Normal distributions in the wild
Normal distributions, or bell curves, appear often in data analysis. Here is a particularly cute one:
Bell curves are commonly seen because they describe many real-world patterns, from student exam scores to how the public feels about a government policy.
But the smooth bell curves that appear in textbooks are a different breed to the bell curves that emerge in the wild. Human Computer Interaction researcher Alan Dix explains this with an an example about human height. In real life, certain events, like a rare genetic condition that causes gigantism, can be “a single, overwhelming value” that skews the shape of the distribution.
We end up with something that looks more like this:
Putting on my field researcher’s hat and virtual binoculars 🕵, I “found” just such a less clean-ly shaped bell curve. It’s the distribution of price per square foot of a private property as published by Singapore The Straits Times published a few years ago. The small bumps on the right and left show how there are some uncommonly cheap and uncommonly expensive price per square feet offerings.
Normal distribution with emphasis on more extreme values
There are other properties that seem to fall into the same normal-ish pattern:
Sometimes though, there are distributions that don’t look quite “normal-ly” no matter how you turn you head and squint. Sometimes, I wonder whether what I’m seeing is a boa constrictor that swallowed an elephant rather than a distribution:
Boa constrictor distribution?
Other times, the distributions are clearly not normal at all. They would be better described as bimodal or multimodal. In other words, having two peaks or multiple peaks.
Bimodal distribution
Multimodal distribution
Distributions in the real world are influenced by the arbritrariness we experience everyday. Perhaps there was a season when property sellers had an upper hand; perhaps there was a favourable time in the market when units where cheaper. This randomness means that the assumptions behind the Central Limit Theorem, or the mathematical theory behind the normal distribution, may not be met (again, Alan Dix covers these assumptions well). For starters, some assumptions, like thinking that each unit measured is independent from all other units, may not be hold true.
Handling these breeds of distributions is what makes applied data analysis interesting, challenging, and more often than not, an exercise in persuasion rather than a presentation of hard facts. There is a subjectivity that needs to be made clear when we discuss an analysis (a theme that will definitely come up again).

━━━━━━

How to complete this task:
Answer these questions about the text on normal distributions above:
(a) Which researcher uses an example about human height to explain how real-world bell curves differ from textbook ones?
(b) What do "bimodal" and "multimodal" mean, as the text defines them?
(c) According to the final paragraph, what is applied data analysis more often than not an exercise in?

Stored data:
━━━━━━

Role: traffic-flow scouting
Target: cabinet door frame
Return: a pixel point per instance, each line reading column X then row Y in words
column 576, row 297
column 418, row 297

━━━━━━

Output for this task:
(a) Alan Dix, a Human Computer Interaction researcher.
(b) Having two peaks or multiple peaks.
(c) An exercise in persuasion rather than a presentation of hard facts.